— Begin —

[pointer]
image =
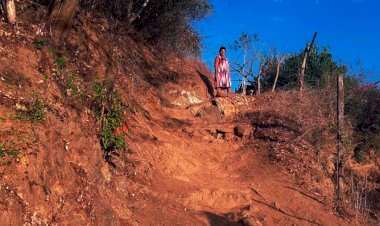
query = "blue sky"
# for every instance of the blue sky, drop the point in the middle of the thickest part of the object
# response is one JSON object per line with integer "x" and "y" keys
{"x": 351, "y": 28}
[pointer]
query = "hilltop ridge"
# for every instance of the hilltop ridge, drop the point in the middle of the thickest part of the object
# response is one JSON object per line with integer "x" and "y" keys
{"x": 68, "y": 111}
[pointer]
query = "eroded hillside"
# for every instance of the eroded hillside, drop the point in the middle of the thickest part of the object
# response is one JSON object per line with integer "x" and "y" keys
{"x": 189, "y": 158}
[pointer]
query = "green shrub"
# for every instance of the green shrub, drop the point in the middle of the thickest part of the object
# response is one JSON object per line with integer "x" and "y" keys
{"x": 60, "y": 61}
{"x": 108, "y": 108}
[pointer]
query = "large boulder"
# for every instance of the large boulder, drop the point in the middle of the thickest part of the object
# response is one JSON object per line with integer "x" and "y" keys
{"x": 226, "y": 106}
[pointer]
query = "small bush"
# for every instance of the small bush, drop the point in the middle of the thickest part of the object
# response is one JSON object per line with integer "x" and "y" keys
{"x": 108, "y": 108}
{"x": 8, "y": 151}
{"x": 60, "y": 61}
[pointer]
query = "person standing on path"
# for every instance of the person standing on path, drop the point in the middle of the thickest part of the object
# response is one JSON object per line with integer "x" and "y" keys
{"x": 222, "y": 74}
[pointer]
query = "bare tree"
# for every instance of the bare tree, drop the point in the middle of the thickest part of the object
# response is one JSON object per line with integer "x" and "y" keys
{"x": 135, "y": 14}
{"x": 246, "y": 45}
{"x": 9, "y": 10}
{"x": 279, "y": 62}
{"x": 301, "y": 76}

— End —

**Task goal:** Gather every line of the material above that contains the string "hilltop", treating uppercase and lowercase letters as distinct.

**Exercise output:**
query = "hilltop ridge"
# for every instance of the hilltop ridge, drop the point in the middle of the thickest part of the object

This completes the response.